[Stored data entries]

◇ ◇ ◇ ◇ ◇

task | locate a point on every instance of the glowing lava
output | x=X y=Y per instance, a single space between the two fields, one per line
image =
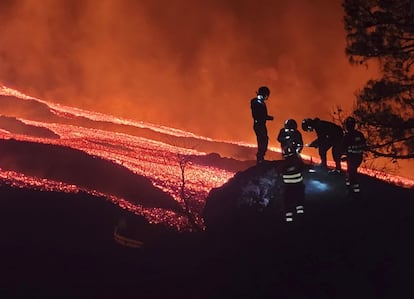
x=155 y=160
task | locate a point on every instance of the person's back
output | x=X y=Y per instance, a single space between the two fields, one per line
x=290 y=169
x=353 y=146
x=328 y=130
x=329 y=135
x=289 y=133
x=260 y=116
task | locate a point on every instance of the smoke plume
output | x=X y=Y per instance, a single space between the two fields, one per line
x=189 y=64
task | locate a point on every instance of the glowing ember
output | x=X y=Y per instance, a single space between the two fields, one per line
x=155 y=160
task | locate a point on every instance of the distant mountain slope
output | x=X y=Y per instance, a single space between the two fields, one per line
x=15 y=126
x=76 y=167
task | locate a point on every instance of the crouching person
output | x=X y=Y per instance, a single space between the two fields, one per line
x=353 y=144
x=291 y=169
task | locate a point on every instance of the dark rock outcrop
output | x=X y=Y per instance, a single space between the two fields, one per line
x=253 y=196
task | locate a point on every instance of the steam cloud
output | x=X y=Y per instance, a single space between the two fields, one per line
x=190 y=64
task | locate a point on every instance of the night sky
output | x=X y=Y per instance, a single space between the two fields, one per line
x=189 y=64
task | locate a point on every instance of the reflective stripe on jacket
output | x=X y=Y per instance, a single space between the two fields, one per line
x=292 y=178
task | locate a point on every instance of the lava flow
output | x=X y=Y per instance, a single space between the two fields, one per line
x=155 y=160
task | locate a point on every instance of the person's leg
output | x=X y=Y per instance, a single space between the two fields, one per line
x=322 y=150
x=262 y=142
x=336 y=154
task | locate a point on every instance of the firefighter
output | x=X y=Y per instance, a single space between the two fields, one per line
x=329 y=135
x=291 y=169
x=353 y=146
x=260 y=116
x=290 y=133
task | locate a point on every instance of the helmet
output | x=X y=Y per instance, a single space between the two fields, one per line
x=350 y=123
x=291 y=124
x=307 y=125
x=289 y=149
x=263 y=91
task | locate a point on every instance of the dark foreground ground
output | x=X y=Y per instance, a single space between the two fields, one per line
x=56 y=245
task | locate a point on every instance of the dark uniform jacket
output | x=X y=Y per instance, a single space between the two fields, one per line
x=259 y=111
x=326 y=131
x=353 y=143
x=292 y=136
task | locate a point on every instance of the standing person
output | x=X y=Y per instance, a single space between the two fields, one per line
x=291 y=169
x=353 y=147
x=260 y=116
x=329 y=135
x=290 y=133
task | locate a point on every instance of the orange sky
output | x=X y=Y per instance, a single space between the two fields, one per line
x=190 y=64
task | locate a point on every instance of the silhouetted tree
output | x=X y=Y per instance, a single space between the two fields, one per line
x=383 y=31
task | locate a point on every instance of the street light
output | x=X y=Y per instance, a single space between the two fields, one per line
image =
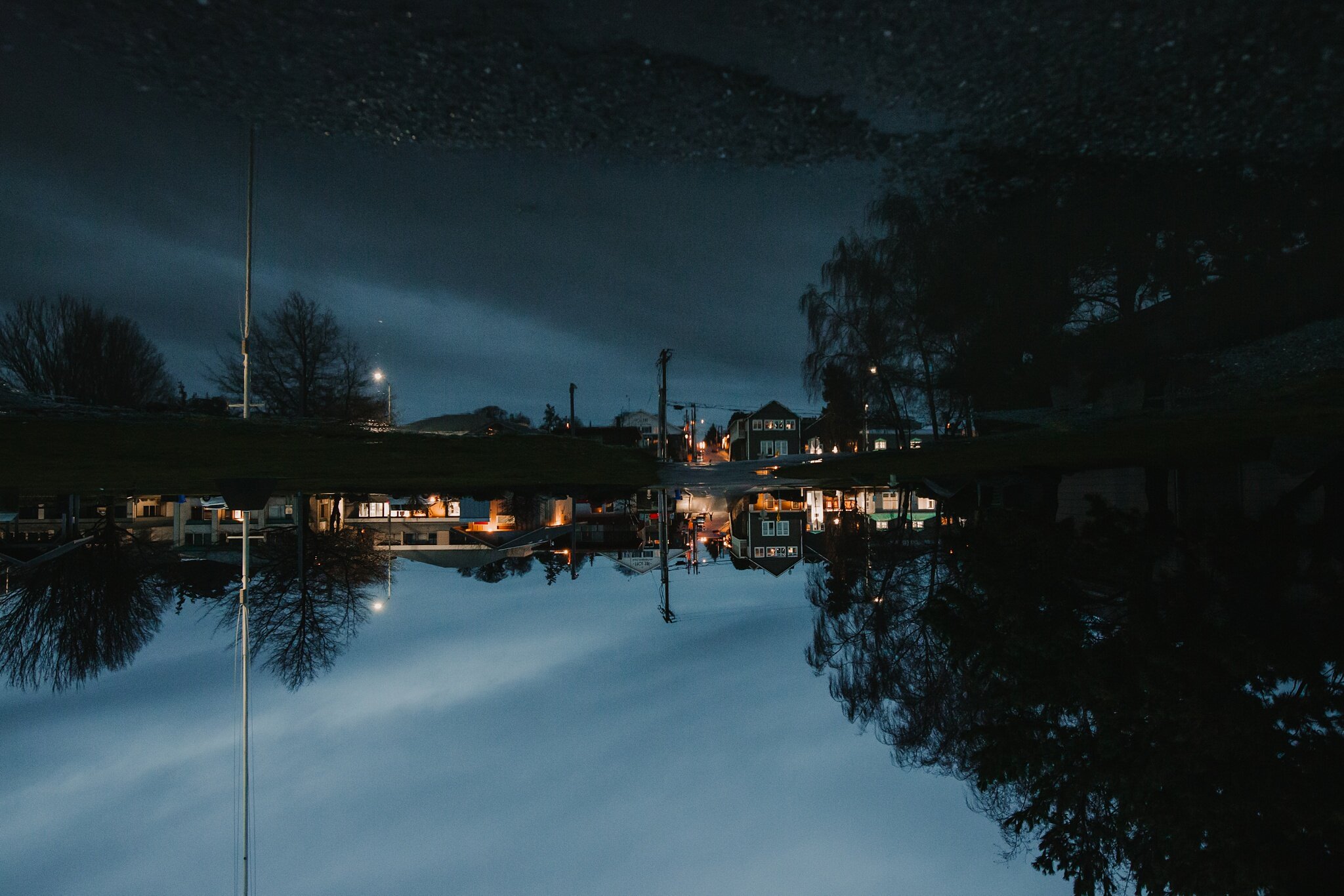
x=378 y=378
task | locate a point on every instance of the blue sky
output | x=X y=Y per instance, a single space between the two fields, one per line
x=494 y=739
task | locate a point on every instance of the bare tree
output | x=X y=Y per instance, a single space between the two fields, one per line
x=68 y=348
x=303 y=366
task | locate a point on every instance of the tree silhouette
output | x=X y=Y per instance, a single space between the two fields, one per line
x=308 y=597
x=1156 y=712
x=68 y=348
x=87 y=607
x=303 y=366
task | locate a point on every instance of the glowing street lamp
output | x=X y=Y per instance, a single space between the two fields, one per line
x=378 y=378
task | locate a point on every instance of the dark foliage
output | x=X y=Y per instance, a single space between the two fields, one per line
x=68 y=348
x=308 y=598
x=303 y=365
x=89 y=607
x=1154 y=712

◇ ◇ ◇ ◇ ◇

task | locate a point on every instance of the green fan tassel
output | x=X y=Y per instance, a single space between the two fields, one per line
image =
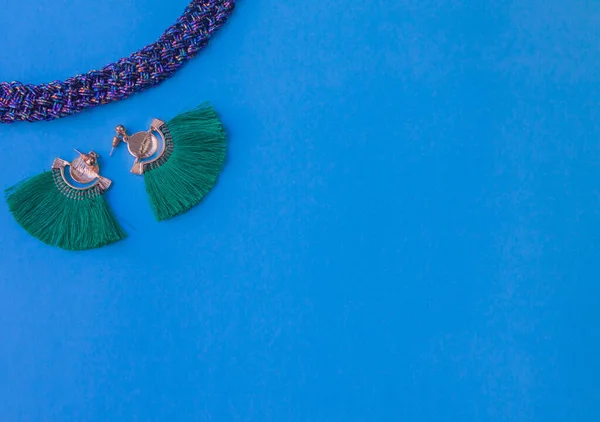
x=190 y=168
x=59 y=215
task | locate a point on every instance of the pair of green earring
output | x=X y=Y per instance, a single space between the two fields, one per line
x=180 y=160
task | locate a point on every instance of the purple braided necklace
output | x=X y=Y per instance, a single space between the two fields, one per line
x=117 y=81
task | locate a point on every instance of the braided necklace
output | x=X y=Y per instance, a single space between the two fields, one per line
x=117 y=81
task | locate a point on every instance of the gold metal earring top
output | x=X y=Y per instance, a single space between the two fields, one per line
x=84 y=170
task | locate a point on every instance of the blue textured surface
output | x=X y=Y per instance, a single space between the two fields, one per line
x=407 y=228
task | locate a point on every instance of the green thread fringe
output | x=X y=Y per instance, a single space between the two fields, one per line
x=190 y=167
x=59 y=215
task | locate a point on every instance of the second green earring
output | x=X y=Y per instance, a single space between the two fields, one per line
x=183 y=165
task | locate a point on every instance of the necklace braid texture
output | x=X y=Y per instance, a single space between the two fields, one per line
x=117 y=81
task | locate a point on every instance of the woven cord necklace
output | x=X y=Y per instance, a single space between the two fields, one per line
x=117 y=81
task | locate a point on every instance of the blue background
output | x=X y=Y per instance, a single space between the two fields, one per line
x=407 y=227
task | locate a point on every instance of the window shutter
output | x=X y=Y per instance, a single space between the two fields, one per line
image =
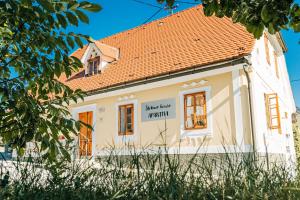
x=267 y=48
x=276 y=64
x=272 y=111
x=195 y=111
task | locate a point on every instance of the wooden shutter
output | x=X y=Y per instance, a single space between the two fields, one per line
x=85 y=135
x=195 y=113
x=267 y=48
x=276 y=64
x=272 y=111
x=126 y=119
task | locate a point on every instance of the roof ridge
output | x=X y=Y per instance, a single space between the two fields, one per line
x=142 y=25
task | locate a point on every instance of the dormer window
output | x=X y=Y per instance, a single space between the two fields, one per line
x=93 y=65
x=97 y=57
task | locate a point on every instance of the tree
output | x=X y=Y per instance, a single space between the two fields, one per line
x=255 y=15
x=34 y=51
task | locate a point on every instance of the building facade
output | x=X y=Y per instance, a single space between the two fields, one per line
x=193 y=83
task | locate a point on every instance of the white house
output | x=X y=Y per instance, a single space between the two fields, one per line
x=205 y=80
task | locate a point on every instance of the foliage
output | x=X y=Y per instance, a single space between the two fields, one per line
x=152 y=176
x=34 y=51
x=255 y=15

◇ ◇ ◇ ◇ ◇

→ **What to work on**:
Reproduce each line from the data that has "shutter" in it.

→ **The answer**:
task | locate a point on every instance of the window shutter
task | locate a point on every instance of the wooden shutter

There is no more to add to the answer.